◆ Provided text

--------

Halloween: that particularly spooky time of year in which costumes and Jack-O-Lanterns rule the world, and tooth-rot becomes the new TV. Such fun.
Halloween was a way of life for us when we were kids. There was this sense of motivation in the air and we never worked harder in our lives for candy. The costumes, the get-togethers, the traditional 30-person candy-swap that took place after every Trick-Or-Treating Session.
There's a fair amount of nostalgia and whimsy that comes with this time of year, and we learned historically from last night why. I never used to think about why we used to do the things we did, we just sort of went with it: dressed up and knocked on doors like normal, healthy humans. It wasn't until we got older and started taking a look around that Halloween lost a bit of its sheen. Dressing up was kind of a chore, and trick-or-treating was just for little kids.Why had we always put in so much effort?

--------

◆ Dataset excerpt
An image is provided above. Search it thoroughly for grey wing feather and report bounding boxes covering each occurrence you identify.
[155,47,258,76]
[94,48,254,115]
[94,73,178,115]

--------

◆ Brief
Could you print the passage of the Halloween text word for word, beginning at the words "There's a fair" and stopping after "so much effort?"?

◆ Task solution
There's a fair amount of nostalgia and whimsy that comes with this time of year, and we learned historically from last night why. I never used to think about why we used to do the things we did, we just sort of went with it: dressed up and knocked on doors like normal, healthy humans. It wasn't until we got older and started taking a look around that Halloween lost a bit of its sheen. Dressing up was kind of a chore, and trick-or-treating was just for little kids.Why had we always put in so much effort?